• [Verilen Alıntı]
>>
Örneğin: Deribasovkkaya caddesi üzerinde, iki oda bir salon ve mutfağı, jakuzisi bulunan bir apart daireyi, iki kişi, günlük 60 dolar civarında tutabilirsiniz.
Evet: bu şehri ziyaret edenler için, kesinlikle otel değil, ev veya apart kiralamanızı öneririm.
ÜNİVERSİTELER
Odesa şehrinde birçok yüksek öğrenim kurumu bulunmaktadır. Şehrin en gözde üniversitesi “Odesa Mechinikov Ulusal Üniversitesi” dir. Bu üniversite, 1865 yılında, Çar Alexander II tarafından verilen emirle kurulmuştur.
O dönemden bu yana faaliyetini sürdüren üniversite: Ukrayna’nın önde gelen araştırma ve öğretim üniversitelerinin başında gelmektedir.
<<
Odesa hakkındaki metinde "Evet: bu şehri" ifadesinden "üniversitelerinin başında gelmektedir." ifadesine kadar olan bölümü harfi harfine yeniden yazınız. Bu alıştırmada satırlara ihtiyaç duyulmamaktadır.

• [Kayıtlı Girdiler]
>>
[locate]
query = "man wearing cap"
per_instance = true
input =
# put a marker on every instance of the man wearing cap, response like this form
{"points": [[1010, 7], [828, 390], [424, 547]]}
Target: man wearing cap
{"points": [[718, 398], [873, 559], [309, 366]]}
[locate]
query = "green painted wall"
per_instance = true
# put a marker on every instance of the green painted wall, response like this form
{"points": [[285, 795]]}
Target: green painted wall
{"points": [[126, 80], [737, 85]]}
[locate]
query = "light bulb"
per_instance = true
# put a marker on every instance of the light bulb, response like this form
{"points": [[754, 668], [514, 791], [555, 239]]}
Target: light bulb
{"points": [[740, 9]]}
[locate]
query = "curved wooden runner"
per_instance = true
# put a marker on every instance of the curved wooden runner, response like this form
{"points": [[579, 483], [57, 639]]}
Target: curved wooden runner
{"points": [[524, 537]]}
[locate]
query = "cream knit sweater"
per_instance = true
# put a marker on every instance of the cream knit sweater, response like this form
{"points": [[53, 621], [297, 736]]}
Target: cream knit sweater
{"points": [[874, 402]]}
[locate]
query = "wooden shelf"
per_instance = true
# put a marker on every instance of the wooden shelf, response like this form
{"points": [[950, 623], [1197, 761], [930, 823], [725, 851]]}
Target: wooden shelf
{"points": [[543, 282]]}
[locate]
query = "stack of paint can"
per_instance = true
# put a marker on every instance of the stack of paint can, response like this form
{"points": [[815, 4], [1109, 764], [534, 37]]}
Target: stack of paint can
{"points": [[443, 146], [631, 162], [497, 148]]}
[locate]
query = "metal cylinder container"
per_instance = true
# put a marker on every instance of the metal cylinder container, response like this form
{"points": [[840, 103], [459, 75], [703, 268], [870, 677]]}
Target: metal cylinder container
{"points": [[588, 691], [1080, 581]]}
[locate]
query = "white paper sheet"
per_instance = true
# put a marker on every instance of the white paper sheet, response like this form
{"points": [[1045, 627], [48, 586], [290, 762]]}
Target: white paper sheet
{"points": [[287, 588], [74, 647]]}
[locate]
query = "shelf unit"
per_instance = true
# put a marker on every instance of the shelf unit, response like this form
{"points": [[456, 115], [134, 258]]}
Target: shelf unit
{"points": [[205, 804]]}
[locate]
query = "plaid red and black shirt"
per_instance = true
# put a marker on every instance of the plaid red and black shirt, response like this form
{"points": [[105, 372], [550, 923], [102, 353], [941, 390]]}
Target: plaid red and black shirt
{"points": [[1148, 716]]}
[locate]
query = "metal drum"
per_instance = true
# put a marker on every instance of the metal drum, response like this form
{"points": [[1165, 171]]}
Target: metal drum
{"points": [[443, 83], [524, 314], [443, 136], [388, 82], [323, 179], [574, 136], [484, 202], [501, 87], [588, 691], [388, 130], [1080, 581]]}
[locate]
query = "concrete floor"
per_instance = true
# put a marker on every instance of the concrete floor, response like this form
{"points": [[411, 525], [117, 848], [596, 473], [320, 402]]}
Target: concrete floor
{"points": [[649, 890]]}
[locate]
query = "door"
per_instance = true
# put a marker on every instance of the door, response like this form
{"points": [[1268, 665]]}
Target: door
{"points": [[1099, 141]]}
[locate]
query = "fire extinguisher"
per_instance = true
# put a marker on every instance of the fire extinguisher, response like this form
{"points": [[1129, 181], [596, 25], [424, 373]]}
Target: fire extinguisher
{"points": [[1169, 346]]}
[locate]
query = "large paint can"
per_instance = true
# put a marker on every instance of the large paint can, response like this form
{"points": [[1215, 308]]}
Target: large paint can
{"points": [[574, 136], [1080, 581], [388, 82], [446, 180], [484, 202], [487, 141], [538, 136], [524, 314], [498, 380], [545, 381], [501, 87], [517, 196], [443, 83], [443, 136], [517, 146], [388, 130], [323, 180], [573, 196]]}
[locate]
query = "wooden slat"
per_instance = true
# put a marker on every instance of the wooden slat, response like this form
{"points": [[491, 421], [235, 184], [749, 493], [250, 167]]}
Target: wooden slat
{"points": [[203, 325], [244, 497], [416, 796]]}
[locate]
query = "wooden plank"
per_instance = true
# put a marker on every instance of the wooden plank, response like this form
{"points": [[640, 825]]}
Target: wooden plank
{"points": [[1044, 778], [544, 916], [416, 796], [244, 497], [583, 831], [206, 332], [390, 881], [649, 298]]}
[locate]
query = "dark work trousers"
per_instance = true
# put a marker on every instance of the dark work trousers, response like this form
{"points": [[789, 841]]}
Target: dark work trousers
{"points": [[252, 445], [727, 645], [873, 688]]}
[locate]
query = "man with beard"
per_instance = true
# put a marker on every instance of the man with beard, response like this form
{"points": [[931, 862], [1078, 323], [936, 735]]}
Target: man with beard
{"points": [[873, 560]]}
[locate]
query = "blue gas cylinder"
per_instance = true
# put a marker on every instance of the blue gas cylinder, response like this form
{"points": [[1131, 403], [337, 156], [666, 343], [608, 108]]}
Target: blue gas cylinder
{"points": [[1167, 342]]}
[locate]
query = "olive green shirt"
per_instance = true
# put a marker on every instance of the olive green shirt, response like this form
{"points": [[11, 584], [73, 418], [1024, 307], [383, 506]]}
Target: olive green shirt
<<
• [Alıştırma Çıktısı]
Evet: bu şehri ziyaret edenler için, kesinlikle otel değil, ev veya apart kiralamanızı öneririm.
ÜNİVERSİTELER
Odesa şehrinde birçok yüksek öğrenim kurumu bulunmaktadır. Şehrin en gözde üniversitesi “Odesa Mechinikov Ulusal Üniversitesi” dir. Bu üniversite, 1865 yılında, Çar Alexander II tarafından verilen emirle kurulmuştur.
O dönemden bu yana faaliyetini sürdüren üniversite: Ukrayna’nın önde gelen araştırma ve öğretim üniversitelerinin başında gelmektedir.